**Problem statement:**
Copy the lines below exactly, starting at the line that contains "Target: moored boat" and stopping after the last line, and include no other lines.

(Stored data entries)
========================================
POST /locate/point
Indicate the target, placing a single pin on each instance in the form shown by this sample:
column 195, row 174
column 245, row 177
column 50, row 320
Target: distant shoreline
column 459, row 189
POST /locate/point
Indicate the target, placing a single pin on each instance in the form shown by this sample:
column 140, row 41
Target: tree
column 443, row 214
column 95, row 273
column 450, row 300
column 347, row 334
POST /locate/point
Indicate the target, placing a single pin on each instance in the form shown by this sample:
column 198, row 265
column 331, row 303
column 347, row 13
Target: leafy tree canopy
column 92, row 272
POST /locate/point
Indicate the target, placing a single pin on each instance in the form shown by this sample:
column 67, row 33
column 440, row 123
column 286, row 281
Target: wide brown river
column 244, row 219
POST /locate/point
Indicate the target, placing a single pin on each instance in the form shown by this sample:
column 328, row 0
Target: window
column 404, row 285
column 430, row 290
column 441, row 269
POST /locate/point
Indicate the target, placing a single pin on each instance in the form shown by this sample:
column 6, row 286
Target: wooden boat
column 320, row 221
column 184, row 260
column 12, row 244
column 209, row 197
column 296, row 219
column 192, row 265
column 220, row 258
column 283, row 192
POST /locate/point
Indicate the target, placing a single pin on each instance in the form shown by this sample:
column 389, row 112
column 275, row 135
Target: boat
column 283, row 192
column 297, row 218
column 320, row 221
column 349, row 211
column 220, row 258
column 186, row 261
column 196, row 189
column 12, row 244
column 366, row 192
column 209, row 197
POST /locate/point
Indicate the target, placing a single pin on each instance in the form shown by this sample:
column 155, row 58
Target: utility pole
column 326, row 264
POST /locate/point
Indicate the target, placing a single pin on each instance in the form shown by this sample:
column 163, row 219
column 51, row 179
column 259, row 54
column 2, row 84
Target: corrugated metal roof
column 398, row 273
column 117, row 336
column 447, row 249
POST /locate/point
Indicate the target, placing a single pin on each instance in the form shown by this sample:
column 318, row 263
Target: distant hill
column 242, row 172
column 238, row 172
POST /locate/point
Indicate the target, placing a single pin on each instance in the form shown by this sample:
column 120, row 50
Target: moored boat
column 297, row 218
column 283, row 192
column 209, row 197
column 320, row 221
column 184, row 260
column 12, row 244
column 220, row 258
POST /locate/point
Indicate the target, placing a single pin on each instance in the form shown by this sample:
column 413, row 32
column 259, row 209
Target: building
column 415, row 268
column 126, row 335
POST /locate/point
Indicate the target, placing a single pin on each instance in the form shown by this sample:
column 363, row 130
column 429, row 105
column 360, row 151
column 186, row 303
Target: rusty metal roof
========================================
**Answer below:**
Target: moored boat
column 297, row 218
column 283, row 192
column 209, row 197
column 320, row 221
column 184, row 260
column 12, row 244
column 220, row 258
POST /locate/point
Indicate the target, placing a single pin on each instance in the form shown by this sample:
column 413, row 32
column 259, row 209
Target: building
column 415, row 268
column 126, row 335
POST /locate/point
Indicate the target, placing a single pin on each instance in the form shown by this sample:
column 363, row 130
column 429, row 105
column 360, row 151
column 186, row 303
Target: rusty metal roof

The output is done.